A l’époque, il y avait eu une année où la récolte a été très bonne, le mil en abondance et les greniers saturés. Il y avait donc une femme qui avait versé le mil dans un canari sans toutefois vérifier le contenu. Or il y en avait un peu d’eau dans ce dernier. Elle referme le canari. Quelques jours plus tard elle revint et ré-ouvre le canari, grande a été sa surprise les graines de mil ont commencé à germer et bien évidemment les racines ont poussé.
Ne sachant quoi faire puisque c’était strictement interdit dans pratiquement toutes les cultures africaines de verser le mil. Elle décide de sécher le mil. Elle l’étale au soleil. Deux jours plus tard le mil a séché. Elle se demande quoi faire avec ce dernier ? Elle décida quand même de l’écraser sur la pierre-à-moudre (ngurvuŋ) et se convint de faire la bouillie avec la farine (kuɓo muzum).

Lignes de données:
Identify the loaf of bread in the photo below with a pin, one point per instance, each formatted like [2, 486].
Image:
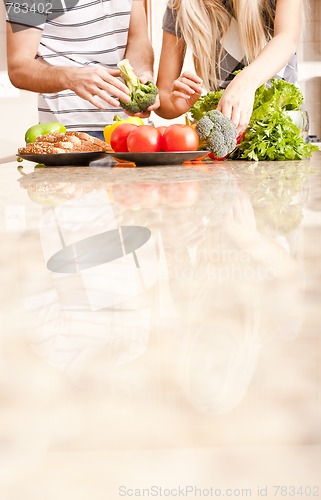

Travail demandé: Renommez « pierre-à-moudre » en « meule » et recopiez l'extrait sur le mil depuis « Ne sachant quoi » jusqu'à « farine (kuɓo muzum). ». Appuyez-vous uniquement sur l'extrait.

Réponse attendue:
Ne sachant quoi faire puisque c’était strictement interdit dans pratiquement toutes les cultures africaines de verser le mil. Elle décide de sécher le mil. Elle l’étale au soleil. Deux jours plus tard le mil a séché. Elle se demande quoi faire avec ce dernier ? Elle décida quand même de l’écraser sur la meule (ngurvuŋ) et se convint de faire la bouillie avec la farine (kuɓo muzum).